As the answer, give every line of the records that includes the word "return".

Saved entries
------
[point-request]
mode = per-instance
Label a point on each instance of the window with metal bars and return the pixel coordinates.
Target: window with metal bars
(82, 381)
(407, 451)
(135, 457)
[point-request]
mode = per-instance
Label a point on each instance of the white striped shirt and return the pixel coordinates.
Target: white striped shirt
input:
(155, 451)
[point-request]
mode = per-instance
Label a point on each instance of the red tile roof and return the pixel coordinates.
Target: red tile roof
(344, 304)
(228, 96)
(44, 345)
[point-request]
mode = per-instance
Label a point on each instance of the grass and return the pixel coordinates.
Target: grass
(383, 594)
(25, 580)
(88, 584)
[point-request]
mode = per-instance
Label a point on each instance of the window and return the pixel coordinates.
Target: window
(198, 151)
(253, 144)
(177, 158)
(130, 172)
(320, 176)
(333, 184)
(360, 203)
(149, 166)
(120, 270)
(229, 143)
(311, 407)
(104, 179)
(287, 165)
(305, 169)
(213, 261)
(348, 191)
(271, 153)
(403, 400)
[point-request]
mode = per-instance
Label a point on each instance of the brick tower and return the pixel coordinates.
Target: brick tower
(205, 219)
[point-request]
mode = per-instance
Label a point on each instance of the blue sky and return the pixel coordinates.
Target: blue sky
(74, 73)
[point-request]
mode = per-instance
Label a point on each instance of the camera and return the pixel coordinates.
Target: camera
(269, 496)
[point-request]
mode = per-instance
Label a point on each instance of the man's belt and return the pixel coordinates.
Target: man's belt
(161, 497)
------
◆ Written response ◆
Label a point on each instance of the window with metal bars and return the pixel coordinates.
Label a point on each instance of the white striped shirt and return the pixel coordinates.
Label a point on each instance of the red tile roof and return the pixel coordinates.
Label a point on each instance of the grass and return the pixel coordinates.
Label a point on each instance of the window and return the pixel coordinates.
Label a point on each instance of the brick tower and return the pixel coordinates.
Label a point on each instance of the blue sky and return the pixel coordinates.
Label a point on each instance of the camera and return the pixel coordinates.
Label a point on each instance of the man's belt and return the pixel coordinates.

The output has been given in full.